* **YOUR INSTRUCTIONS**: Count how many lines in the records below contain the word "asphalt" and reply with only that number.

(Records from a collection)
==============================
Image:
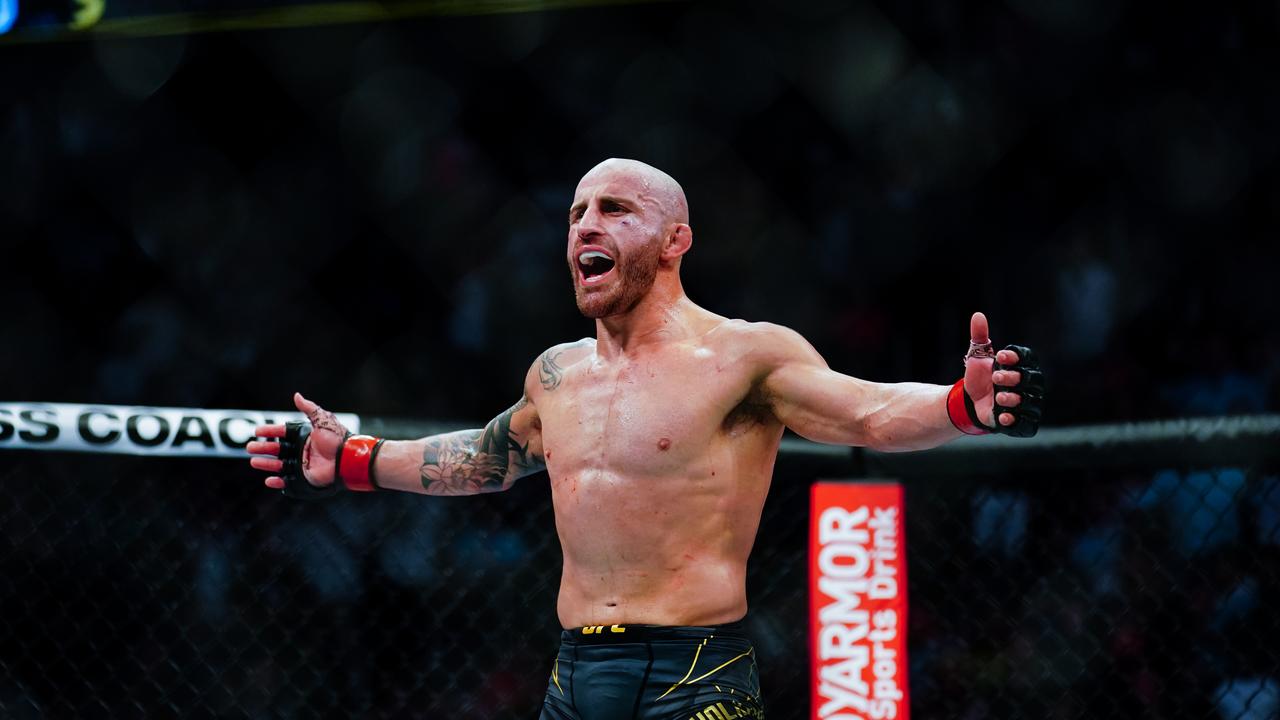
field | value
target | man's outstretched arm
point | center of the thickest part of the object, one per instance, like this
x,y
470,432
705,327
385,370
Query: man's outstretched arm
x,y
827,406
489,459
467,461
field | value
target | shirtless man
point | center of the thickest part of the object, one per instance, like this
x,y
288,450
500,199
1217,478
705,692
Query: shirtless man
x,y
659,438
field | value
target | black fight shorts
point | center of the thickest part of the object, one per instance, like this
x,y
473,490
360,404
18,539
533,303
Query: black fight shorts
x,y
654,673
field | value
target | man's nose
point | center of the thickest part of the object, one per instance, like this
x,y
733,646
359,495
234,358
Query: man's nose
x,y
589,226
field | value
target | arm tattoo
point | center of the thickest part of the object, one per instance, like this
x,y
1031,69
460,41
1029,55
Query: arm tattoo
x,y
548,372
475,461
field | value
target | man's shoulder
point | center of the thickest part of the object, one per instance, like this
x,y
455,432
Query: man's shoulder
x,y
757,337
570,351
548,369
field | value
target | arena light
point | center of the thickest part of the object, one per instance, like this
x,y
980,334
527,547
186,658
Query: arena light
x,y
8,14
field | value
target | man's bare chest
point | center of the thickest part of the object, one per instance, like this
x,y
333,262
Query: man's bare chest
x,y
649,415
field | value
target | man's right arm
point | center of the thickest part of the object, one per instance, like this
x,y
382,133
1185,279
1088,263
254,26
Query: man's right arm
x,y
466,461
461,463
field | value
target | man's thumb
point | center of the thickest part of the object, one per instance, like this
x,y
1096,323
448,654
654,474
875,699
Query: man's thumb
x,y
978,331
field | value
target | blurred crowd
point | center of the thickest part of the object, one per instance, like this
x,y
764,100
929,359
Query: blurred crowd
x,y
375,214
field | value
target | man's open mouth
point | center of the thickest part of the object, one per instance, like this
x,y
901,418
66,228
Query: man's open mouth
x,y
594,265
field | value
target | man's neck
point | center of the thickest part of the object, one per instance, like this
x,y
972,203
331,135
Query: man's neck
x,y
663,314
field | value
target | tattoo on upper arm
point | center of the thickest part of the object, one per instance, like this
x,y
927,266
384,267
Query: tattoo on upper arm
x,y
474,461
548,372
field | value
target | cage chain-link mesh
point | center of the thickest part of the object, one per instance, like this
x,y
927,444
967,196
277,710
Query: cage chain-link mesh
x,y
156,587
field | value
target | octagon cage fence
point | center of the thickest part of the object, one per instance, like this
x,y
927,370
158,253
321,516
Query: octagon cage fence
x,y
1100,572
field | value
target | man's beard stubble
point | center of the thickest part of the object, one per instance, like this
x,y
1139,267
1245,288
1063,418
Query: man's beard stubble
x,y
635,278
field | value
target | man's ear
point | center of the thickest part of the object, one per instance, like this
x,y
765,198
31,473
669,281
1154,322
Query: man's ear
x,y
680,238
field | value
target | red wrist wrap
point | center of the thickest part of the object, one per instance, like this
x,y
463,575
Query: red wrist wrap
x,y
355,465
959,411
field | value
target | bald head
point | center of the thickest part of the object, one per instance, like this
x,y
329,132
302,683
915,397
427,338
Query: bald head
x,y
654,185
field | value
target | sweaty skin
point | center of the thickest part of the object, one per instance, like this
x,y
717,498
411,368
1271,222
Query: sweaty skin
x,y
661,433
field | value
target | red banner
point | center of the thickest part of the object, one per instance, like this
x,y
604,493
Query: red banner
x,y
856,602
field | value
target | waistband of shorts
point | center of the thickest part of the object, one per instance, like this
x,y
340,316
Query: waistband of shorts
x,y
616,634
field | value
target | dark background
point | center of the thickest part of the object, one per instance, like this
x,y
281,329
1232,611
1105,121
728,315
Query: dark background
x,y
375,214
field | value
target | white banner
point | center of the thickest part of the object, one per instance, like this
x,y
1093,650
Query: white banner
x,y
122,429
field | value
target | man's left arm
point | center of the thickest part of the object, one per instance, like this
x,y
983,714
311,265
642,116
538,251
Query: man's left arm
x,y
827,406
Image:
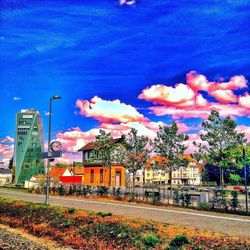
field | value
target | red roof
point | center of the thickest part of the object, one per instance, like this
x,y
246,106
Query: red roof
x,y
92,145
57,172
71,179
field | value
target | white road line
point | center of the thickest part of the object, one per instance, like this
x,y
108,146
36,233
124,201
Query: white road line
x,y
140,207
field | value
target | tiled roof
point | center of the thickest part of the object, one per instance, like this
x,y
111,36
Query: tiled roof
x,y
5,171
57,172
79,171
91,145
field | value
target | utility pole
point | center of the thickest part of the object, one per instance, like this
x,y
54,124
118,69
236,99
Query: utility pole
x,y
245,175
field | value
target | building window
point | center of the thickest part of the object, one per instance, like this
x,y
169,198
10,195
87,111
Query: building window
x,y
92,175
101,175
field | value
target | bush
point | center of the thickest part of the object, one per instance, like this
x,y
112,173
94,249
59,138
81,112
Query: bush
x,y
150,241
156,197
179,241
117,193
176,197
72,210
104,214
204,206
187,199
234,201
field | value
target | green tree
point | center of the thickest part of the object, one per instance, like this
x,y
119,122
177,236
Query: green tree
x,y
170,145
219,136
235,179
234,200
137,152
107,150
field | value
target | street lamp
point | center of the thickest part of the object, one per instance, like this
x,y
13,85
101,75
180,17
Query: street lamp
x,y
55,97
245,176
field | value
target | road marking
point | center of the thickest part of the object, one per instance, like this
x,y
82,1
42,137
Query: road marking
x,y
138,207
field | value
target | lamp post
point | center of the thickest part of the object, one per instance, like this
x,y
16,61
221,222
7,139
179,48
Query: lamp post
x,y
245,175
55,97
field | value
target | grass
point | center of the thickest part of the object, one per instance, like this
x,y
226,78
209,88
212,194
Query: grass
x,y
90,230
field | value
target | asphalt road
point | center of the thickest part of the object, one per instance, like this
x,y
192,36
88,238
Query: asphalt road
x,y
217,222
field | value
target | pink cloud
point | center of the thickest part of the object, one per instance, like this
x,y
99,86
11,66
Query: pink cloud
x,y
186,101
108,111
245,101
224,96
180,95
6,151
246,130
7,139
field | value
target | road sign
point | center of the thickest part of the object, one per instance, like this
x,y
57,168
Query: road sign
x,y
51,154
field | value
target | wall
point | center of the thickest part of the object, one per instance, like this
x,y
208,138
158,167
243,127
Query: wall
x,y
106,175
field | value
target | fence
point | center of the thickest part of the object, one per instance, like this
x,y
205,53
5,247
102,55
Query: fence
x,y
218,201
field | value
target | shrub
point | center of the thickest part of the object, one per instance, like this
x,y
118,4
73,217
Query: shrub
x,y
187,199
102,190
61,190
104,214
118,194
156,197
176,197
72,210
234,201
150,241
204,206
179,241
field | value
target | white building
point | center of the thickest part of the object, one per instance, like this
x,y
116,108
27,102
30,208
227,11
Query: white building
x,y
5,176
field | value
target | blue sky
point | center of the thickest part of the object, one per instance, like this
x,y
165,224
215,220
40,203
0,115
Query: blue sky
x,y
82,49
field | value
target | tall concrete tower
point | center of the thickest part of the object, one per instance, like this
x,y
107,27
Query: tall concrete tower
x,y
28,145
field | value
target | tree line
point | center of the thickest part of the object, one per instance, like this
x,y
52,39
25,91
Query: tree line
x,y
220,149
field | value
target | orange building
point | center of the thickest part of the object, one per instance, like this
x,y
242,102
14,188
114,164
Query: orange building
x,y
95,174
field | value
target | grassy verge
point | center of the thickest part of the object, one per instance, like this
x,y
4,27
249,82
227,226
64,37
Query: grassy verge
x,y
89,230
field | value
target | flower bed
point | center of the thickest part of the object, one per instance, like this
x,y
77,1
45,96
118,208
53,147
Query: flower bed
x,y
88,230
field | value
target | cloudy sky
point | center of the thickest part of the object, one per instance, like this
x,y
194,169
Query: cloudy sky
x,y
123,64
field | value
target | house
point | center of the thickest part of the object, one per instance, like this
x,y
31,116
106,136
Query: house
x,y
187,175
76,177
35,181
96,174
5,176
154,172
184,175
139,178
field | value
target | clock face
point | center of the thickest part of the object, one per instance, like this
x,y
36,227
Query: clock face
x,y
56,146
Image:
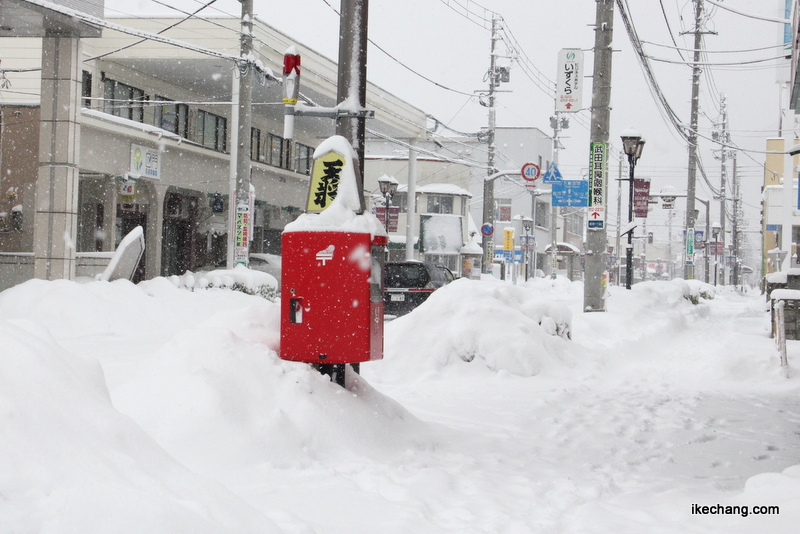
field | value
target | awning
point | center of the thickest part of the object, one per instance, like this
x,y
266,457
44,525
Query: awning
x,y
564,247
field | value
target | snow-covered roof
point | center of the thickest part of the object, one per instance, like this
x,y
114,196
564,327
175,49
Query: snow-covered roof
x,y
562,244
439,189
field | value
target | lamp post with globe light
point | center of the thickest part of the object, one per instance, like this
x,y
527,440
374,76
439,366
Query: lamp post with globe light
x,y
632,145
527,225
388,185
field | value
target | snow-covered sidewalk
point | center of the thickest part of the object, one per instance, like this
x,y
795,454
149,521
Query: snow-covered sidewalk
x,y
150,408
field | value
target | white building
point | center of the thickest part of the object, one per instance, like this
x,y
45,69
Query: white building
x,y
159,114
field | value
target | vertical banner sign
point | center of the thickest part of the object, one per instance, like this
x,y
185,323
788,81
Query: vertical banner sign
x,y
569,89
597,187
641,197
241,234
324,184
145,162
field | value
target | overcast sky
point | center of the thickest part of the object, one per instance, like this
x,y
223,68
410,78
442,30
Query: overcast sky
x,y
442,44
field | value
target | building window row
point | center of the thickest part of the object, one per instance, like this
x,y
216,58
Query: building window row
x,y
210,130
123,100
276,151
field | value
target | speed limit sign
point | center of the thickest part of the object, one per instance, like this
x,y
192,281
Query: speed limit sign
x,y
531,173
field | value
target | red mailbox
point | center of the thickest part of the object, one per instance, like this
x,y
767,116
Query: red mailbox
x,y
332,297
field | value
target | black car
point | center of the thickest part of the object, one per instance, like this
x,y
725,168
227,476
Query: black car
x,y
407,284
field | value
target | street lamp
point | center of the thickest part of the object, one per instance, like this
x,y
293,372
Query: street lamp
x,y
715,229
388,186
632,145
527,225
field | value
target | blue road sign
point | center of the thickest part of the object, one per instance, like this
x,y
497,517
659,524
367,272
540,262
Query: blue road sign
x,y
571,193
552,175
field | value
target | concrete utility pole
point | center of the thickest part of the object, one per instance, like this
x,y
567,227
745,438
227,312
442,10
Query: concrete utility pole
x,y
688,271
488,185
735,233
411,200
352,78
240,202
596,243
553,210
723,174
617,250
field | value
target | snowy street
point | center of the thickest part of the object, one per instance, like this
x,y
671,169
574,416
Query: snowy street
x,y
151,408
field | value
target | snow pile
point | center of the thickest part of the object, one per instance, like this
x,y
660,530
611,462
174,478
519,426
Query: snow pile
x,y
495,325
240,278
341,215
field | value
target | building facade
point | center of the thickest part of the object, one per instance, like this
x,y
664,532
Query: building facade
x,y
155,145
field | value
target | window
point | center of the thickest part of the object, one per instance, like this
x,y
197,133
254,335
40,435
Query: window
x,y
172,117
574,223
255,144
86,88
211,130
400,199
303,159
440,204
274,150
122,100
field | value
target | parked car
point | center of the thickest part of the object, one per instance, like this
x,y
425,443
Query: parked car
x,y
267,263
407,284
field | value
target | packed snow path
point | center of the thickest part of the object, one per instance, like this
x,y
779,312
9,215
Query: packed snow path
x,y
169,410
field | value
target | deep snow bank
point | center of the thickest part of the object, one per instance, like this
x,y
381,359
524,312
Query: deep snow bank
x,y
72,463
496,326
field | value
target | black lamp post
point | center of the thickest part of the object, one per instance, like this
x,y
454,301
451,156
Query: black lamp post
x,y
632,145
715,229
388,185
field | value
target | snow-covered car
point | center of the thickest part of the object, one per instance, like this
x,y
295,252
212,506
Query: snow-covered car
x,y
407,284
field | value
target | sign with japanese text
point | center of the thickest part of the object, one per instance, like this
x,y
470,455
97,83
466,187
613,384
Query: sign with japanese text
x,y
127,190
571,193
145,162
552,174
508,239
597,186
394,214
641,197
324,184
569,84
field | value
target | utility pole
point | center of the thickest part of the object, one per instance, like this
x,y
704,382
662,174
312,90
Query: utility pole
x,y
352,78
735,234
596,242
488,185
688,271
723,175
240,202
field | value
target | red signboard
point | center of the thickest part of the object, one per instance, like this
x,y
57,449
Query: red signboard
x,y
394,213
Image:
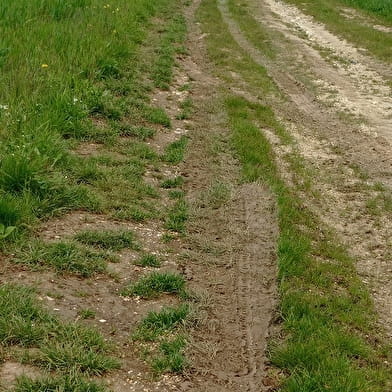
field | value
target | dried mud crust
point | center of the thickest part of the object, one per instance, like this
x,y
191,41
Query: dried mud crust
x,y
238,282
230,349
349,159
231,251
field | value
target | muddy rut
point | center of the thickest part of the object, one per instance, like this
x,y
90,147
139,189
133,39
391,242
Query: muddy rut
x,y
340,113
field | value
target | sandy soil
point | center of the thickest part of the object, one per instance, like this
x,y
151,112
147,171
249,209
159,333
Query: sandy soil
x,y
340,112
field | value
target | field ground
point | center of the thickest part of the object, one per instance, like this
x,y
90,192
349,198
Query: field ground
==============================
* **FINAL ANSWER**: 2